What the task asks => Your answer should be only the lines below from the one with "Target: white door" to the one with "Target: knife blade", repeated exactly, ends included.

Segment Start: Supplied information

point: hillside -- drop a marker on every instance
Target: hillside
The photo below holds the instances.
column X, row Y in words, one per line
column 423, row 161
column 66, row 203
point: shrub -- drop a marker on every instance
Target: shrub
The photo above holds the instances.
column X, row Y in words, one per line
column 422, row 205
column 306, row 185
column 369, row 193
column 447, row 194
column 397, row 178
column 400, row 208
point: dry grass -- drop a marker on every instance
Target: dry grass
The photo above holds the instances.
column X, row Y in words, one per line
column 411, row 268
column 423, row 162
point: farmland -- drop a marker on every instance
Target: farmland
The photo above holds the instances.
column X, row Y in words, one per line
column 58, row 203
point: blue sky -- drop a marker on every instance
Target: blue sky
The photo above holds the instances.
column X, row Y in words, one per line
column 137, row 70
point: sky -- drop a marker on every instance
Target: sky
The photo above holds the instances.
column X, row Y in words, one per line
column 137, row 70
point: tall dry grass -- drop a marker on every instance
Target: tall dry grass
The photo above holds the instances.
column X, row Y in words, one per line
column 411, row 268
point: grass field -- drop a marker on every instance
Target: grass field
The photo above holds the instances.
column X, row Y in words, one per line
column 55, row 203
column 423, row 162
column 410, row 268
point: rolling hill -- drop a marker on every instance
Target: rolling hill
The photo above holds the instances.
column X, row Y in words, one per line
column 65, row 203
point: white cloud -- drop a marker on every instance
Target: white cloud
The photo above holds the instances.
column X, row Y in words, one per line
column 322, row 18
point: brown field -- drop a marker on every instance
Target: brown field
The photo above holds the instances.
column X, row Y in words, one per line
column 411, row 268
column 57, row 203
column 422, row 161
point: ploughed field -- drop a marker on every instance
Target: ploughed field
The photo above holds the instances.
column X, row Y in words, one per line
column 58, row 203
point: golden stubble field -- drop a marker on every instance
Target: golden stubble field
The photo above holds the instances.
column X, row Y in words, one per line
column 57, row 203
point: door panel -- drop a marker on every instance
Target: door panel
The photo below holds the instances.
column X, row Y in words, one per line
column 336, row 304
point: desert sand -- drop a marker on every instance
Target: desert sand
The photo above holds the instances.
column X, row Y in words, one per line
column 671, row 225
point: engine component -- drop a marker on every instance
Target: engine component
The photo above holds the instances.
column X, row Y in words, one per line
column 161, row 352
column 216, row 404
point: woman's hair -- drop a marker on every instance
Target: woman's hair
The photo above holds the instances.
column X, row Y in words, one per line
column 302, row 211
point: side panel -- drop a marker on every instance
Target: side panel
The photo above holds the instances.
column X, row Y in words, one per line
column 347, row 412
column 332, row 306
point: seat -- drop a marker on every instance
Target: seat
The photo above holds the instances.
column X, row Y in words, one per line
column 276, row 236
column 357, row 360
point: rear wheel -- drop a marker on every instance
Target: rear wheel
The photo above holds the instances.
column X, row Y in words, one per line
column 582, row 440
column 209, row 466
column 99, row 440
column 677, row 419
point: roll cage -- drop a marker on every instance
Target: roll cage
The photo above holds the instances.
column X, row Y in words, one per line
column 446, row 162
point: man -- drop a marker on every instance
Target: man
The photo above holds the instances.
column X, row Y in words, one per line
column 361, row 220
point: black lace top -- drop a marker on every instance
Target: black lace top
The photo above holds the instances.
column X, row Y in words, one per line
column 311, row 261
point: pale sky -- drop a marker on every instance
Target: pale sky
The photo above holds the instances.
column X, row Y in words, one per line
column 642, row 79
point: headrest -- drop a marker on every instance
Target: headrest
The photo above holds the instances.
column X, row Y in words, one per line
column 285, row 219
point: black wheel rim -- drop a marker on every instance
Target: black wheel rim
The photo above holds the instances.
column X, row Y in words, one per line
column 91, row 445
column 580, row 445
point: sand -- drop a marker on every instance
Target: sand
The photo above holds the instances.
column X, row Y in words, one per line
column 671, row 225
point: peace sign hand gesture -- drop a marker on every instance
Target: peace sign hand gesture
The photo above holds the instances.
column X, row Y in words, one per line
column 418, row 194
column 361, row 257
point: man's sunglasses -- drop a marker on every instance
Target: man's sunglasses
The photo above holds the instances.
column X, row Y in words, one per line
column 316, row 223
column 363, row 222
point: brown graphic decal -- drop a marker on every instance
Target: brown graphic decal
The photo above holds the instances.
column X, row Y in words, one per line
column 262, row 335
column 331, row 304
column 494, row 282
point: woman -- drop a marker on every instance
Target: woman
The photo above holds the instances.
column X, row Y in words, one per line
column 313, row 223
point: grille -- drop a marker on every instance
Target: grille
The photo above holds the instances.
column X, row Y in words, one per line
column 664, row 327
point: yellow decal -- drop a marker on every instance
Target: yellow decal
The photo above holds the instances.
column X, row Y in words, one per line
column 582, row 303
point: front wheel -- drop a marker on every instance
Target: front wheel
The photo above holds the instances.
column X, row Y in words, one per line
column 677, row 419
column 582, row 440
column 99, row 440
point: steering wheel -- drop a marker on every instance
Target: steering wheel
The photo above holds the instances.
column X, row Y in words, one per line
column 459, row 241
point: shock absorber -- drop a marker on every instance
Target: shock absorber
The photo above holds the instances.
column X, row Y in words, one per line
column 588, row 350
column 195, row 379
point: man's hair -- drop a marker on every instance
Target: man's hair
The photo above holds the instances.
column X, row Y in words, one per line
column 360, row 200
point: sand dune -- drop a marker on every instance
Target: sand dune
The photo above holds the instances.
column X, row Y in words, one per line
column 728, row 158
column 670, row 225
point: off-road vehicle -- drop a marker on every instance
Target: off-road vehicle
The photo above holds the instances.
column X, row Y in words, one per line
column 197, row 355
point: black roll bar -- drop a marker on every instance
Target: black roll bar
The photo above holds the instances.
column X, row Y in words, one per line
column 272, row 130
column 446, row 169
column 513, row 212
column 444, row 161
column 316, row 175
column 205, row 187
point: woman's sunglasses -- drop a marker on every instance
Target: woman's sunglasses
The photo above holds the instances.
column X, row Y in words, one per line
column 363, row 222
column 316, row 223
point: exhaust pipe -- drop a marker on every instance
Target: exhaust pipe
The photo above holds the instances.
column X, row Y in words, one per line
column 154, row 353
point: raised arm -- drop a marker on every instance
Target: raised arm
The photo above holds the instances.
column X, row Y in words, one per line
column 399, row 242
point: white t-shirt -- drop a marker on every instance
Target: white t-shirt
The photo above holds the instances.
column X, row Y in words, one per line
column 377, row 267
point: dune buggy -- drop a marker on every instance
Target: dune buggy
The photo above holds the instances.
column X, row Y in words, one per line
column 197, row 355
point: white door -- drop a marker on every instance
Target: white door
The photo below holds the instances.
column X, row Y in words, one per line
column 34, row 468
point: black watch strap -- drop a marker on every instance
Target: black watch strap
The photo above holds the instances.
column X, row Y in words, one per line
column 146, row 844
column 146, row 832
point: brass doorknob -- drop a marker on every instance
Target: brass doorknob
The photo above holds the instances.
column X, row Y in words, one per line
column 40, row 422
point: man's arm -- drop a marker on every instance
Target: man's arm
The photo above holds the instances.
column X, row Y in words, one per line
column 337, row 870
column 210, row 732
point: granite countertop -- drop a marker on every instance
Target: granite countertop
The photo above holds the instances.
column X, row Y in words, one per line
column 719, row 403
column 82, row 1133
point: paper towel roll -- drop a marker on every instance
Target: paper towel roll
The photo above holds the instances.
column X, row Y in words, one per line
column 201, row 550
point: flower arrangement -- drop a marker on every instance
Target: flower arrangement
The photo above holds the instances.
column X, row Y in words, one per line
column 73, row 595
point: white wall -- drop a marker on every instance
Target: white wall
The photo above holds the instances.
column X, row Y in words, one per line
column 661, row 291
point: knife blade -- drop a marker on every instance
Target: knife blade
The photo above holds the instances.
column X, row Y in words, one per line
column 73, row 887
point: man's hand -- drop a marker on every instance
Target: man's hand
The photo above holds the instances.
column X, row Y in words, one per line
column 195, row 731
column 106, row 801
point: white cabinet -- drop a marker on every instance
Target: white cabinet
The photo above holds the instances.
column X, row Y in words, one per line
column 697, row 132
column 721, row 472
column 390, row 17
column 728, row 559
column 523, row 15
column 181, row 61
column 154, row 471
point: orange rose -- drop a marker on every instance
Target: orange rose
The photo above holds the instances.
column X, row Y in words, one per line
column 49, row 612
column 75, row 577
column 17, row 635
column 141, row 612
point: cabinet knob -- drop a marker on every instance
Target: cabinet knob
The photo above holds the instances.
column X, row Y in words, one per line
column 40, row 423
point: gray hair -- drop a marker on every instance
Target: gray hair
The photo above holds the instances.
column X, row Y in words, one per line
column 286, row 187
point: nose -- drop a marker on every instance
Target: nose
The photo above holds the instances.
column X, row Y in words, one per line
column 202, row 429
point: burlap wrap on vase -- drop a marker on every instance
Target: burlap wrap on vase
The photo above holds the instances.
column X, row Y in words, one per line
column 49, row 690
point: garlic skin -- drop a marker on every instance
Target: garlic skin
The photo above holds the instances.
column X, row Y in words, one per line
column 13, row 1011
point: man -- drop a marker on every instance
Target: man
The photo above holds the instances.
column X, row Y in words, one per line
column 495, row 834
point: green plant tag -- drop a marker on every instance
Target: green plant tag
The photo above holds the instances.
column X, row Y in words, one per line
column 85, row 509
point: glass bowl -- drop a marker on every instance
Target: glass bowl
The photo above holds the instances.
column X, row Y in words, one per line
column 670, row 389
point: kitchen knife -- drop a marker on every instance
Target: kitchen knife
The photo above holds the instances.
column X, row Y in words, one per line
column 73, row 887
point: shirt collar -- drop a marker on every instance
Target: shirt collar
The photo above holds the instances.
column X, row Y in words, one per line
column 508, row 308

Segment End: Supplied information

Exercise solution =>
Target: white door
The photo below holds the instances.
column X, row Y in words, one per line
column 34, row 468
point: black watch strap -- drop a marker on every instance
Target: black watch strap
The photo above holds the instances.
column X, row Y in words, one per line
column 146, row 844
column 146, row 832
point: brass doorknob -- drop a marker on every instance
Target: brass doorknob
The photo above holds the instances.
column X, row Y in words, one per line
column 40, row 422
point: man's arm -- drop a marker on every instance
Target: man's arm
The photo above holds the instances.
column X, row Y in words, one per line
column 337, row 870
column 210, row 732
point: granite countertop -- drop a marker on every instance
Target: granite countertop
The photo above holds the instances.
column X, row Y in words, one per line
column 719, row 403
column 82, row 1133
point: paper towel roll -- drop a marker on every instance
Target: paper towel roll
The photo above holds the instances.
column X, row Y in words, one per line
column 201, row 550
point: flower arrangement -- drop a marker on every instance
Target: flower arrangement
The photo above holds the instances.
column X, row Y in words, one per line
column 73, row 595
point: white wall -- drop a marker on every instance
Target: white wall
The photo above holds the instances.
column X, row Y in words, one per line
column 661, row 291
point: knife blade -- drop a marker on every instance
Target: knife blade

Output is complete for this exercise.